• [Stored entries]
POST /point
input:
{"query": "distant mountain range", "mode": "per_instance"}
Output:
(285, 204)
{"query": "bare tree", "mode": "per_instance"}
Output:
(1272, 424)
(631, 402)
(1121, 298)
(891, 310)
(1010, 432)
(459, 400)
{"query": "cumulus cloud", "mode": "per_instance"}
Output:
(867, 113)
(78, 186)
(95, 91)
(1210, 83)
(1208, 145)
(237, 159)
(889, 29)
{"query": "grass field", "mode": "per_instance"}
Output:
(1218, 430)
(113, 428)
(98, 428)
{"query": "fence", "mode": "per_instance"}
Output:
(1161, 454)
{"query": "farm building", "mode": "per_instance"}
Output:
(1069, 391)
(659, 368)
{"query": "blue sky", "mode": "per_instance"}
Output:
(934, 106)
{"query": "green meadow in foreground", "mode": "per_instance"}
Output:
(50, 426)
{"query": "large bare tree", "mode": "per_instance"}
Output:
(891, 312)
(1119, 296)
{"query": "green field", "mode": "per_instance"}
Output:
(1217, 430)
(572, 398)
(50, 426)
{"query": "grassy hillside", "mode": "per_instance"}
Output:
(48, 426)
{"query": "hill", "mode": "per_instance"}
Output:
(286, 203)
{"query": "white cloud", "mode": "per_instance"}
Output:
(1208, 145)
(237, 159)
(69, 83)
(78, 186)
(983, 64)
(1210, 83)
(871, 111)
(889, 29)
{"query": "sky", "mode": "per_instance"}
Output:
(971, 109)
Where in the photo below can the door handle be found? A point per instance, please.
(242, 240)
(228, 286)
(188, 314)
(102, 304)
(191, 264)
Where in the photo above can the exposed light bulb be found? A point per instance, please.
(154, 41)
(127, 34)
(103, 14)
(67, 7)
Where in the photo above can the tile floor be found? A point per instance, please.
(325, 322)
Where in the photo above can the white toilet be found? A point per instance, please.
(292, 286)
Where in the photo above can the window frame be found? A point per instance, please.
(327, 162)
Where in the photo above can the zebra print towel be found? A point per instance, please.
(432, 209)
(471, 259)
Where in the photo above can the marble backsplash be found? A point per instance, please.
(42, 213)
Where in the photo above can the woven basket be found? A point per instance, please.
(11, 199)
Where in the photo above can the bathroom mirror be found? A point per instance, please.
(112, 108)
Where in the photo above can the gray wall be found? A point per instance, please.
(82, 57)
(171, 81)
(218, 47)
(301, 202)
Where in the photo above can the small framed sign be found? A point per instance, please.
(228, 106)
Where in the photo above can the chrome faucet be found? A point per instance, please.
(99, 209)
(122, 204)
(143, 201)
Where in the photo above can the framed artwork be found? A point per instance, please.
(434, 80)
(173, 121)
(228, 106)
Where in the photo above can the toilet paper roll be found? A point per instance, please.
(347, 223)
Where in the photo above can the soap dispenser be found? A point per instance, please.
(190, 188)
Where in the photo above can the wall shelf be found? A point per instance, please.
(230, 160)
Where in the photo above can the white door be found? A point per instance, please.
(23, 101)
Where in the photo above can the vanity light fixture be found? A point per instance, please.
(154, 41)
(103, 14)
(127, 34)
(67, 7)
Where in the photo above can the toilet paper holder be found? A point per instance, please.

• [WHAT TO DO] Write out every line exactly as it stands.

• [ANSWER BELOW]
POST /point
input:
{"query": "distant mountain range", "mode": "per_instance"}
Output:
(285, 204)
{"query": "bare tree", "mode": "per_instance"}
Output:
(1272, 424)
(631, 402)
(1121, 298)
(891, 310)
(1010, 432)
(459, 400)
{"query": "cumulus cloud", "mode": "per_instance"}
Output:
(867, 113)
(78, 186)
(95, 91)
(1210, 83)
(1208, 145)
(237, 159)
(889, 29)
{"query": "grass field", "mode": "per_instance"}
Output:
(1218, 430)
(113, 428)
(98, 428)
{"query": "fence", "mode": "per_instance"}
Output:
(1161, 454)
{"query": "farm building", "mode": "per_instance"}
Output:
(1069, 391)
(659, 368)
{"query": "blue sky", "mode": "per_instance"}
Output:
(934, 106)
{"query": "green meadow in foreground", "mode": "per_instance"}
Output:
(50, 426)
{"query": "large bare tree", "mode": "per_instance"}
Output:
(891, 312)
(1119, 296)
{"query": "green field", "mode": "per_instance"}
Output:
(1217, 430)
(572, 398)
(50, 426)
{"query": "grassy hillside", "mode": "per_instance"}
Output:
(48, 426)
{"query": "hill", "mode": "per_instance"}
Output:
(286, 203)
{"query": "white cloud", "mode": "per_instance"}
Output:
(1208, 145)
(237, 159)
(69, 83)
(78, 186)
(983, 64)
(1210, 83)
(871, 111)
(889, 29)
{"query": "sky", "mode": "per_instance"}
Output:
(971, 109)
Where in the photo below can the door handle be found? A point per instance, please.
(242, 240)
(228, 286)
(188, 314)
(102, 304)
(191, 264)
Where in the photo above can the exposed light bulb be found? A point per instance, please.
(154, 41)
(127, 34)
(103, 14)
(67, 7)
Where in the photo above can the tile floor be found? A point per instance, please.
(325, 322)
Where in the photo above can the white toilet be found? A point per instance, please.
(292, 286)
Where in the photo above can the window frame be found? A point per instance, please.
(327, 162)
Where in the photo above can the zebra print towel be found? A point per instance, please.
(432, 209)
(471, 259)
Where in the photo above can the marble backsplash be found? A point per instance, please.
(42, 213)
Where in the photo above can the woven basket be found? A point per instance, please.
(11, 199)
Where in the photo above can the bathroom mirror be found? A point per instance, please.
(112, 108)
Where in the photo above can the gray wall be found? A point per instance, please.
(82, 57)
(171, 81)
(218, 47)
(301, 202)
Where in the photo above can the small framed sign be found? A point per instance, please.
(228, 106)
Where in the photo above can the chrome faucet be found? A point per instance, please.
(99, 209)
(122, 204)
(143, 201)
Where in the photo above can the framed artwork be found? A point per instance, please.
(434, 80)
(173, 121)
(228, 106)
Where in the photo above can the toilet paper roll be found? A point per instance, please.
(347, 223)
Where in the photo above can the soap dispenser be found? A point per instance, please.
(190, 188)
Where in the photo above can the wall shelf be found? A point per instance, please.
(230, 160)
Where in the photo above can the white door be found? A point per instance, please.
(23, 101)
Where in the photo above can the vanity light fixture be found? A point per instance, please.
(154, 41)
(103, 14)
(127, 34)
(67, 7)
Where in the photo above can the toilet paper holder be found? A point per instance, please.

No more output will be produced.